• WHAT IS ASKED: Extract each line of the listing below that contains the string "woman". Case counts.

• SUPPLIED INFORMATION:
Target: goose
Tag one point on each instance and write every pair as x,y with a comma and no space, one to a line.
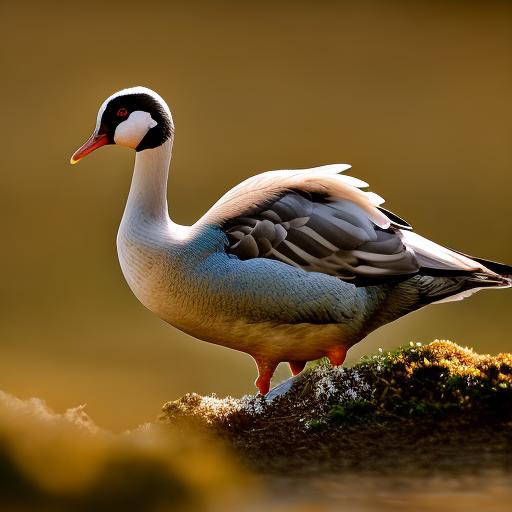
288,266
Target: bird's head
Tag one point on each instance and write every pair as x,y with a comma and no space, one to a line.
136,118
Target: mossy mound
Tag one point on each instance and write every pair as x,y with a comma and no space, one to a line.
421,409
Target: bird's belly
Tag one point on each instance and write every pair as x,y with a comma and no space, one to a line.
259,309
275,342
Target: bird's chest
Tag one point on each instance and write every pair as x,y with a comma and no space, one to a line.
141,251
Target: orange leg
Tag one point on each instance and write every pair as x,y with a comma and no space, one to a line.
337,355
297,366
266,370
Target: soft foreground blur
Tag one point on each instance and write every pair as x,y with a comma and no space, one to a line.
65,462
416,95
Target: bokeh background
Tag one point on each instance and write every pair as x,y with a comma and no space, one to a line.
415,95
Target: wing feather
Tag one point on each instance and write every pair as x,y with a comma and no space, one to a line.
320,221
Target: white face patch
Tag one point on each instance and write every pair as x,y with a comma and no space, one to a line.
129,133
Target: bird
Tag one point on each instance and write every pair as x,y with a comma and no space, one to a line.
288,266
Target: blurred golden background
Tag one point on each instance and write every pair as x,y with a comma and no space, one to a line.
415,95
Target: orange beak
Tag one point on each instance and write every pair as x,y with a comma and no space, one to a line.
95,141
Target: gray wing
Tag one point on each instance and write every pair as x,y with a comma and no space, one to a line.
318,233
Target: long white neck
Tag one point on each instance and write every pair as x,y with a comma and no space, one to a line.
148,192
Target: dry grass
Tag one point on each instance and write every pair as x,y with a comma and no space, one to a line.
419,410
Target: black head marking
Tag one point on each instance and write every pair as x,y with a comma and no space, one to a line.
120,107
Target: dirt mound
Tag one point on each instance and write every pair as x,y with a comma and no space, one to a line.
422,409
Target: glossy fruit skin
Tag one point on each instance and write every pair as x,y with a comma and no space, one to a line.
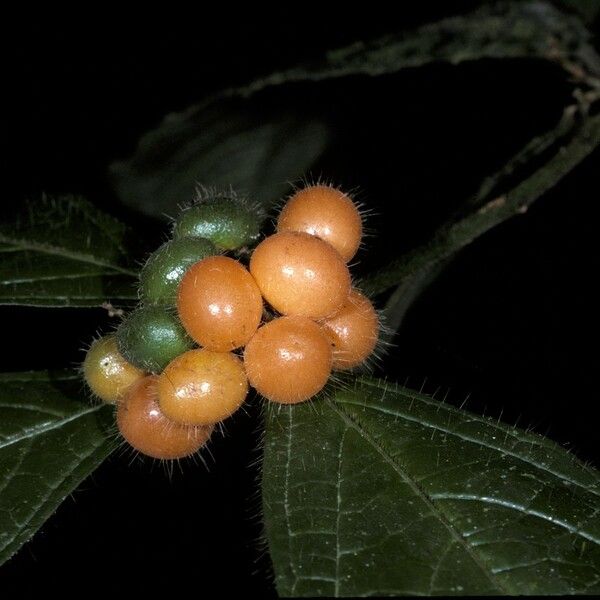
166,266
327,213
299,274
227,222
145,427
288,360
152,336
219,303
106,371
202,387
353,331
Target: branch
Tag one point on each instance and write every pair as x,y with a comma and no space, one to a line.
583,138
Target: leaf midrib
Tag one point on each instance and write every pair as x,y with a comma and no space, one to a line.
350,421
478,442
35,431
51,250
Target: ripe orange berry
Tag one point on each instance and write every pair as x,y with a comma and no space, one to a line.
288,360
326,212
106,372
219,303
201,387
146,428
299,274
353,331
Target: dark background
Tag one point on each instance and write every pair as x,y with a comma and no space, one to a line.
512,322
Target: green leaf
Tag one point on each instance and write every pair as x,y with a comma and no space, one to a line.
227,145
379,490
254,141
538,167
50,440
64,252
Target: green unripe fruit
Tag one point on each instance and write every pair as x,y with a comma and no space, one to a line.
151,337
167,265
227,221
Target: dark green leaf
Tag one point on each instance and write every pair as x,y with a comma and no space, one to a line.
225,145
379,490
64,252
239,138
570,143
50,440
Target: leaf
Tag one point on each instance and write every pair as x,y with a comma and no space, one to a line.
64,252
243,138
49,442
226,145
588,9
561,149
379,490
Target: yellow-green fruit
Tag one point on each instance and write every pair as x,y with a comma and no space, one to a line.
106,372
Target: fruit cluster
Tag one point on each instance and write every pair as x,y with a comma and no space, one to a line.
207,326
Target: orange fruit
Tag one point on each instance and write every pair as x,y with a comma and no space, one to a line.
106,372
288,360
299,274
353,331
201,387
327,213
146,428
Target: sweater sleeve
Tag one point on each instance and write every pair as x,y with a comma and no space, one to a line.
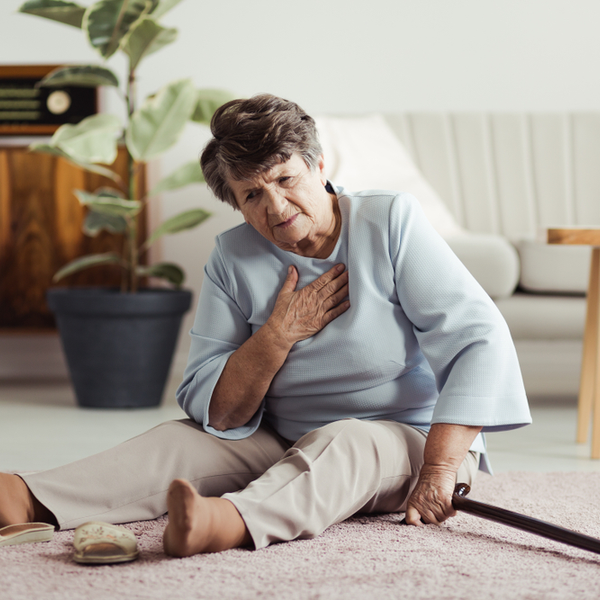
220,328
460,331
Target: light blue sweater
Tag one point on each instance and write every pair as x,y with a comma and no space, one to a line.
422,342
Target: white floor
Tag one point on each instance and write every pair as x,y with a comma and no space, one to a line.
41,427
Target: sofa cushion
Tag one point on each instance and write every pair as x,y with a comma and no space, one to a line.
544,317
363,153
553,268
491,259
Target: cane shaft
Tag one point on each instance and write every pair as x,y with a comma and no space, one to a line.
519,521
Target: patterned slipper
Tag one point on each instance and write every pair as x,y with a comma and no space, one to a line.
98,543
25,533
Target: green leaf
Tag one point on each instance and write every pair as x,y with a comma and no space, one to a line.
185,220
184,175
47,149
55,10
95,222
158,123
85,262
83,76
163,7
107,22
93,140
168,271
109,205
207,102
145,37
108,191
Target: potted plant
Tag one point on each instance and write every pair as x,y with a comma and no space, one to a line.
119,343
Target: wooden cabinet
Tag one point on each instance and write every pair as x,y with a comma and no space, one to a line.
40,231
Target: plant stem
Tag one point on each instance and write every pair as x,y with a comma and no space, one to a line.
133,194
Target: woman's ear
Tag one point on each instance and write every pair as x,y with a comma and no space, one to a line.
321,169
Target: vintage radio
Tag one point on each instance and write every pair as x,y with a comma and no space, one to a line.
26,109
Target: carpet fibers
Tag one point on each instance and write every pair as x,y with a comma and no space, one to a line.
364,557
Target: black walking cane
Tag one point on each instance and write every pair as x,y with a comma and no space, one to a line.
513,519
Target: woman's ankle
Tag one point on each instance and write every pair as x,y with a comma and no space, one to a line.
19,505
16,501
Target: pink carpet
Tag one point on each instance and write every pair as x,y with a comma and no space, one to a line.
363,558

---

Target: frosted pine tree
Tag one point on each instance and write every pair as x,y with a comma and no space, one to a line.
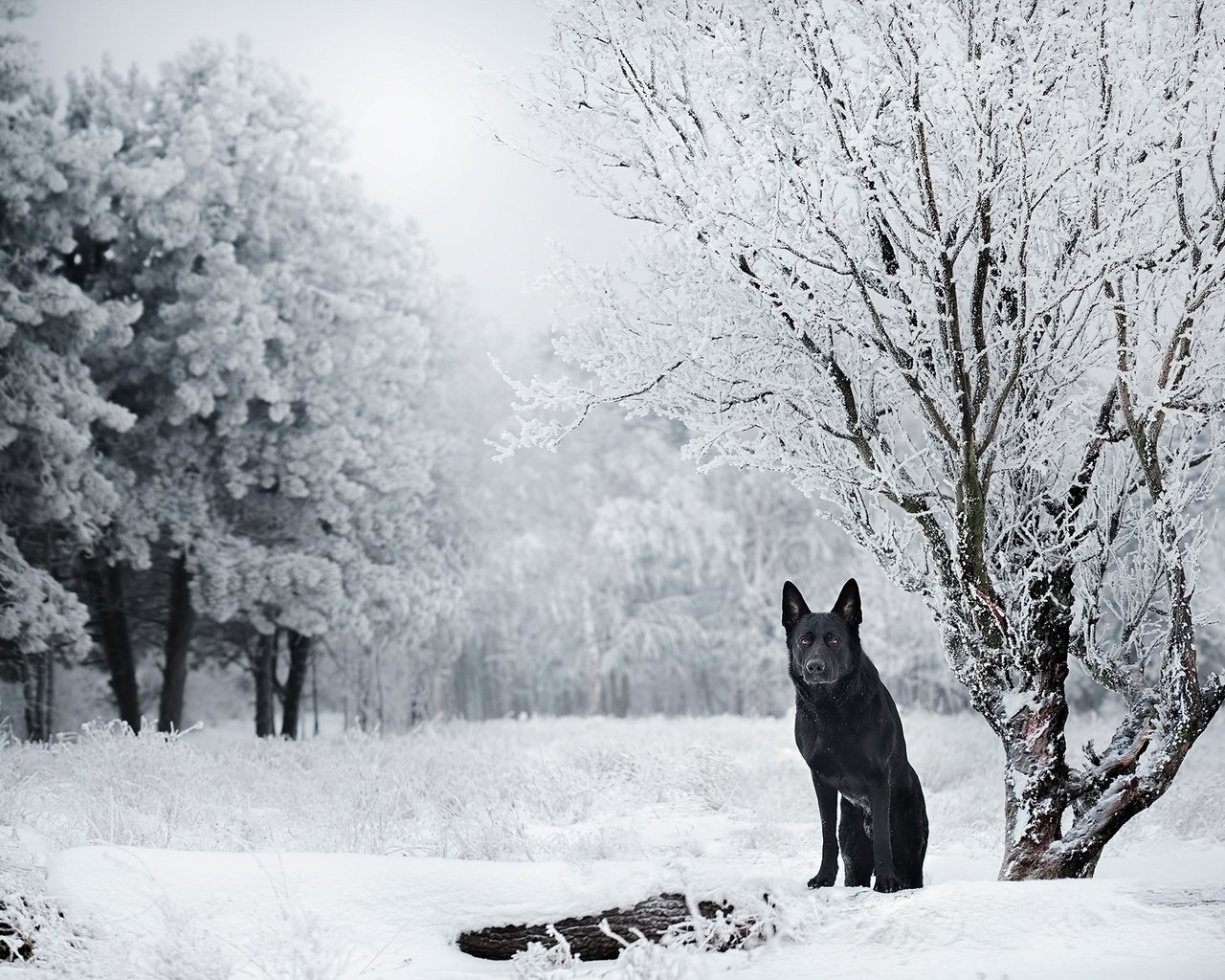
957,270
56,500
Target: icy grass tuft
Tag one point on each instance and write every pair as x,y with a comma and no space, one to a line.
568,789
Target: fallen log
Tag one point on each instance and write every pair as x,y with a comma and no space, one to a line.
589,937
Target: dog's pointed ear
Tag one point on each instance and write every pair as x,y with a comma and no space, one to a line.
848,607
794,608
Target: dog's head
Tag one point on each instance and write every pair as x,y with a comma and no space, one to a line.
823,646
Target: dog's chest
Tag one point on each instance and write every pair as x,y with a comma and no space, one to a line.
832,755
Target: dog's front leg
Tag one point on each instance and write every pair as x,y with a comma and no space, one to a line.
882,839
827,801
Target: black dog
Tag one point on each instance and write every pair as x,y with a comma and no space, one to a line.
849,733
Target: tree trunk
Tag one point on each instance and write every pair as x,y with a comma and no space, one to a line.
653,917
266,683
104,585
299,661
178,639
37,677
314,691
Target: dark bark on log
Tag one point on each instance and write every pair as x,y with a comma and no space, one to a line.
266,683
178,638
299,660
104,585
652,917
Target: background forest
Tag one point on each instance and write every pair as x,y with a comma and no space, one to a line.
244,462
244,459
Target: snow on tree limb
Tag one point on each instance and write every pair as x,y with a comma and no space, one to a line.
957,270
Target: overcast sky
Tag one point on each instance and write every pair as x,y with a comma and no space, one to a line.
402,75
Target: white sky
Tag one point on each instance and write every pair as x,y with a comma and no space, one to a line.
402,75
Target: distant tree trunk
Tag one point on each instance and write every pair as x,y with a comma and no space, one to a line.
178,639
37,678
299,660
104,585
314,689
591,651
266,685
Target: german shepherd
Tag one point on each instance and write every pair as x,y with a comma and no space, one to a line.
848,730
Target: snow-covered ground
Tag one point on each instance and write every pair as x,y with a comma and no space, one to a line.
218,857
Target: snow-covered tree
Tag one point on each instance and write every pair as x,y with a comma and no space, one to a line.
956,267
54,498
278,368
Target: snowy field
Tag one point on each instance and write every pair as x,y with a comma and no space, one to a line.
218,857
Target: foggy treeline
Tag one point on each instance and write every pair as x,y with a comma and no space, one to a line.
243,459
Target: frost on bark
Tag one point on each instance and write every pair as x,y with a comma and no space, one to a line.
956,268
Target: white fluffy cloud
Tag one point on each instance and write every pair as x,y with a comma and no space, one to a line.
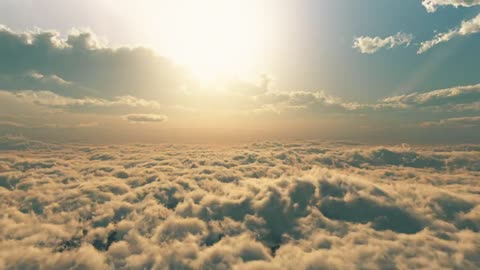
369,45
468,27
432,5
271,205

• SOLUTION TO THIS PROBLEM:
Target: woman's ear
Target: woman's ankle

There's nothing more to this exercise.